- Raw data

::::

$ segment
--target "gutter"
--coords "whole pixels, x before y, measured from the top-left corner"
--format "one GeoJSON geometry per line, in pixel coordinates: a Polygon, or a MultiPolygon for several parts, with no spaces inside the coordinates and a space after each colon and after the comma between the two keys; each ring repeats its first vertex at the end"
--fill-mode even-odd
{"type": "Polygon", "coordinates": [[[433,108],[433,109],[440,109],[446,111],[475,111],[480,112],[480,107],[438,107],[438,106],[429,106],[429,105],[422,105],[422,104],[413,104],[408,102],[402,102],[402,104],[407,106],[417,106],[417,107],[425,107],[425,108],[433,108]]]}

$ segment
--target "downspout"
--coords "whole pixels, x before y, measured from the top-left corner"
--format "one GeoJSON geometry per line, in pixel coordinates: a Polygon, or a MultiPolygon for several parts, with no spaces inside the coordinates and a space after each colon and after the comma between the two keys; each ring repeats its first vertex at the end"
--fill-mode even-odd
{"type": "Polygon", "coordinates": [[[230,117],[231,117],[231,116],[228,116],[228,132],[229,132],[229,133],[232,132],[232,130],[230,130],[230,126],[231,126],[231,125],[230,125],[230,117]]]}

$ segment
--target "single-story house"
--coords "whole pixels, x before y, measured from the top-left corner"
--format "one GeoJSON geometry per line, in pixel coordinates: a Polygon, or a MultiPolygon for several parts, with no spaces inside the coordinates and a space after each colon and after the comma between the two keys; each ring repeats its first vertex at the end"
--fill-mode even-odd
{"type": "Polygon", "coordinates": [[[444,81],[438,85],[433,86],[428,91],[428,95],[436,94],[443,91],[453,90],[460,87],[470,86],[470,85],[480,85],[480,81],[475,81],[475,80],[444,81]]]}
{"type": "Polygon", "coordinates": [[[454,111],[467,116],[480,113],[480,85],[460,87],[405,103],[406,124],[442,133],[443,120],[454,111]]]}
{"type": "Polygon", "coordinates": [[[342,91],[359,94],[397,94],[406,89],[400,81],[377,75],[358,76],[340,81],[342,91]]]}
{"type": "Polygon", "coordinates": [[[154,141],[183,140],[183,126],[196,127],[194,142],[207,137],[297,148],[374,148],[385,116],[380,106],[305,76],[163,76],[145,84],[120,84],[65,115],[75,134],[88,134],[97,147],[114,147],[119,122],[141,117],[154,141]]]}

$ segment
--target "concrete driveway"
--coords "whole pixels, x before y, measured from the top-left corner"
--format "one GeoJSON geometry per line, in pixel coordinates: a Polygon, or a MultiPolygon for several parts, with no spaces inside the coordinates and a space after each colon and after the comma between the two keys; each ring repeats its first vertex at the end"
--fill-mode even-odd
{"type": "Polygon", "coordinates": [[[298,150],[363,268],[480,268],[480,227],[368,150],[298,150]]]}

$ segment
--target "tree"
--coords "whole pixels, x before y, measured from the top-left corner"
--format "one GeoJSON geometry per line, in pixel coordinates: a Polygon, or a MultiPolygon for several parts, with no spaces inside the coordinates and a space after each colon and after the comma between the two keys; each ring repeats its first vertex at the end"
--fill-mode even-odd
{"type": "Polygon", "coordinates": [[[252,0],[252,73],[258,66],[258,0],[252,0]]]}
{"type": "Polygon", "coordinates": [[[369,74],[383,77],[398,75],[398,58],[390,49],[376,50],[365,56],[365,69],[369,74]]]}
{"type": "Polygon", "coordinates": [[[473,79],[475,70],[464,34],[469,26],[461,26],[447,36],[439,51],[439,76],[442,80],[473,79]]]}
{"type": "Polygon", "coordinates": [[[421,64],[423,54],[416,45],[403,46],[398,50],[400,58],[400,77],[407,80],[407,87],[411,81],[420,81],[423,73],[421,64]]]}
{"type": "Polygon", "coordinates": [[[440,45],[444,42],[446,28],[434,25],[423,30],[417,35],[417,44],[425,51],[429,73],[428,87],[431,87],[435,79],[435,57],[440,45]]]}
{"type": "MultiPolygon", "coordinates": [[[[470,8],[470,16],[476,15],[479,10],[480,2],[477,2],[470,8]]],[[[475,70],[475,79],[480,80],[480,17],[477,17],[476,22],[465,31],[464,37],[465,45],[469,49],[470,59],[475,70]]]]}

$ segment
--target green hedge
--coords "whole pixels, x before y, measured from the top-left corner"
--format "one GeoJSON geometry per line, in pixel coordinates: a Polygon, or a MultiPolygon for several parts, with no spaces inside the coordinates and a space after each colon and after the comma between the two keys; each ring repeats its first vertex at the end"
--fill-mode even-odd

::::

- Your assignment
Reproduce each entry above exactly, keeping every word.

- Solution to the problem
$ segment
--target "gutter"
--coords "whole pixels, x before y, measured from the top-left corner"
--format "one GeoJSON geometry per line, in pixel coordinates: a Polygon, or a MultiPolygon for several parts, with no spaces inside the coordinates and a space after each colon and after the comma between the two keys; each ring repeats its first vertex at the end"
--fill-mode even-odd
{"type": "Polygon", "coordinates": [[[433,108],[433,109],[440,109],[446,111],[475,111],[480,112],[480,107],[438,107],[438,106],[429,106],[429,105],[422,105],[422,104],[413,104],[408,102],[402,102],[402,104],[407,106],[417,106],[417,107],[425,107],[425,108],[433,108]]]}

$ segment
--target "downspout"
--coords "whole pixels, x before y, measured from the top-left corner"
--format "one GeoJSON geometry per line, in pixel coordinates: a Polygon, or a MultiPolygon for several parts, with no spaces inside the coordinates and a space after each colon and after the comma between the two keys; each ring repeats its first vertex at the end"
--fill-mode even-odd
{"type": "Polygon", "coordinates": [[[230,117],[231,117],[231,116],[228,116],[228,132],[229,132],[229,133],[232,132],[232,130],[230,130],[230,126],[231,126],[231,125],[230,125],[230,117]]]}

$ segment
--target "single-story house"
--coords "whole pixels, x before y, measured from the top-left corner"
--format "one GeoJSON geometry per line, in pixel coordinates: a Polygon, or a MultiPolygon for several parts, with no spaces inside the coordinates and a space after each colon and after the comma between the two keys; each ring repeats its first vertex at the end"
--fill-mode even-odd
{"type": "Polygon", "coordinates": [[[444,81],[438,85],[433,86],[428,91],[428,95],[436,94],[443,91],[453,90],[460,87],[470,86],[470,85],[480,85],[480,81],[475,81],[475,80],[444,81]]]}
{"type": "Polygon", "coordinates": [[[454,111],[467,116],[480,113],[480,85],[460,87],[405,103],[406,124],[442,133],[443,120],[454,111]]]}
{"type": "Polygon", "coordinates": [[[342,91],[359,94],[397,94],[406,89],[400,81],[377,75],[358,76],[340,81],[342,91]]]}
{"type": "Polygon", "coordinates": [[[154,141],[183,140],[183,126],[196,127],[194,142],[207,137],[297,148],[374,148],[385,116],[380,106],[305,76],[163,76],[145,84],[120,84],[65,115],[75,134],[88,134],[97,147],[114,147],[119,122],[141,117],[154,141]]]}

$ segment
--target "concrete driveway"
--coords "whole pixels, x before y, measured from the top-left corner"
--format "one GeoJSON geometry per line, in pixel coordinates: a Polygon, or a MultiPolygon for several parts, with no spaces inside the coordinates and a space after each colon and after the comma between the two keys; each ring repeats its first vertex at the end"
--fill-mode even-odd
{"type": "Polygon", "coordinates": [[[298,150],[363,268],[480,268],[480,227],[368,150],[298,150]]]}

$ segment
--target "tree"
--coords "whole pixels, x before y, measured from the top-left corner"
--format "one GeoJSON geometry per line, in pixel coordinates: a Polygon, or a MultiPolygon for several parts, with no spaces inside the coordinates and a space after each colon and after the comma between the two keys; each ring repeats its first vertex at the end"
--fill-mode even-odd
{"type": "Polygon", "coordinates": [[[252,0],[252,73],[258,66],[258,0],[252,0]]]}
{"type": "Polygon", "coordinates": [[[369,74],[383,77],[398,75],[398,58],[390,49],[376,50],[365,56],[365,69],[369,74]]]}
{"type": "Polygon", "coordinates": [[[473,79],[475,70],[464,34],[469,26],[461,26],[447,36],[439,51],[439,76],[442,80],[473,79]]]}
{"type": "Polygon", "coordinates": [[[421,64],[423,54],[416,45],[403,46],[398,50],[400,58],[400,77],[407,80],[407,87],[411,81],[420,81],[423,73],[421,64]]]}
{"type": "Polygon", "coordinates": [[[440,45],[444,42],[446,28],[434,25],[423,30],[417,35],[417,44],[425,51],[429,73],[428,87],[431,87],[435,79],[435,57],[440,45]]]}
{"type": "MultiPolygon", "coordinates": [[[[470,8],[470,16],[476,15],[479,10],[480,2],[477,2],[470,8]]],[[[475,70],[475,79],[480,80],[480,17],[477,17],[476,22],[465,31],[464,37],[465,45],[469,49],[470,59],[475,70]]]]}

$ segment
--target green hedge
--coords "whole pixels, x before y, measured from the top-left corner"
--format "one GeoJSON geometry per line, in pixel coordinates: a Polygon, or a MultiPolygon for several parts, with no spaces inside the coordinates and a space after each colon and after the comma between the two keys; each ring repeats its first vertex at the end"
--fill-mode even-odd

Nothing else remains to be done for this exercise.